(Items listed in a dataset)

***

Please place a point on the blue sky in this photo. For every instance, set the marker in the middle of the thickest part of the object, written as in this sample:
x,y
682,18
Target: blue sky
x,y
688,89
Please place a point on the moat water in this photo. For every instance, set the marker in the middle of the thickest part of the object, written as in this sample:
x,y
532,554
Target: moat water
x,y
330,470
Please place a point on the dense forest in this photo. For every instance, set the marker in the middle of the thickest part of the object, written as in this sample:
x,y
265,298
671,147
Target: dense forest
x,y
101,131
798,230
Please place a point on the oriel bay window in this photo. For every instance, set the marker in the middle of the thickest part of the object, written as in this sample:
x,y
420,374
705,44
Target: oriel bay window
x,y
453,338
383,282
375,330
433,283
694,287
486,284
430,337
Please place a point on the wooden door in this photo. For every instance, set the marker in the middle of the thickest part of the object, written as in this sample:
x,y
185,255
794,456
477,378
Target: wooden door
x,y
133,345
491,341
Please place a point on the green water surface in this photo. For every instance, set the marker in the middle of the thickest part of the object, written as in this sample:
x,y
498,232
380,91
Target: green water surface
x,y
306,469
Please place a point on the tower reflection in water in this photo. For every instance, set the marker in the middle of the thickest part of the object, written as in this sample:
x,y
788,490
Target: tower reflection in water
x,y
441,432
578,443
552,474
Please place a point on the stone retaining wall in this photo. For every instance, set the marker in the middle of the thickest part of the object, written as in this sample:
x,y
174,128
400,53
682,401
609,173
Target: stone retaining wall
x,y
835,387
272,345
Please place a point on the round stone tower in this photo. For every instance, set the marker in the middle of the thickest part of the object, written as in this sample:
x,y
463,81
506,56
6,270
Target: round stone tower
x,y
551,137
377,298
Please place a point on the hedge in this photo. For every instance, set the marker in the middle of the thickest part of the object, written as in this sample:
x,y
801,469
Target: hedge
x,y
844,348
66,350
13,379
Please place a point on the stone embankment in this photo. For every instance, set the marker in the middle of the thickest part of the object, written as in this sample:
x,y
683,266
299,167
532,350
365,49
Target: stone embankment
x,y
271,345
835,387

***

### Work item
Could you reproduce every record exactly as written?

### Written answer
Please place a point on the blue sky in this photo. For every instance, set the marker in the middle of the thickest part of the object, written as in this sample:
x,y
682,18
Target: blue sky
x,y
688,89
Please place a point on the moat water in this photo. For every instance, set the marker in the middle of the thickest part of the object, written as in this sample:
x,y
532,554
Target: moat water
x,y
330,470
Please place a point on the dense forest in this photo. For every instance, set the marker in the middle of the thickest part of the object, written as in this sample:
x,y
265,298
671,147
Target: dense forest
x,y
101,131
798,230
Please place a point on the oriel bay window in this photo. For every instance, set the marker in the middle of the thickest part of the object, written as in this sample:
x,y
420,374
705,44
Target: oriel bay window
x,y
453,338
383,282
375,330
433,283
694,287
486,284
430,337
Please place a point on the wooden door in this photo. For every instance, set the marker in the middle of the thickest part of the object, written as in this sample:
x,y
185,255
794,456
477,378
Target: wooden door
x,y
133,345
491,341
Please place a point on the green water surface in this photo. For every instance, set the marker in the middle of the thickest part of the object, written as in this sample:
x,y
498,232
380,91
Target: green water surface
x,y
306,469
Please place a point on the tower reflection in water in this photo. For every instance, set the marker in the middle of the thickest part of the object, written as in this sample:
x,y
788,490
Target: tower reflection in water
x,y
441,432
578,443
552,474
Please place a point on the stone retaining wall in this photo. For every instance, set the marker in the middle of the thickest part of the object, written as in this sample:
x,y
174,128
400,53
682,401
609,173
Target: stone retaining wall
x,y
835,387
272,345
Please place a point on the round stone tower in this photo. For every instance, set the marker in the middle of the thickest part of the object, written as in this sample:
x,y
463,81
506,56
6,270
Target: round stone tower
x,y
551,137
377,298
Please place a point on the hedge in this photo. For every instance, set the marker in the middle of the thickest part of the object, written as in this sample:
x,y
801,469
Target: hedge
x,y
844,348
66,350
13,379
Please place a point on the stone embankment in this photo. For every instance, set the marker in the middle of the thickest part of the object, written as in this sample:
x,y
683,266
299,167
532,350
365,49
Target: stone embankment
x,y
271,345
835,387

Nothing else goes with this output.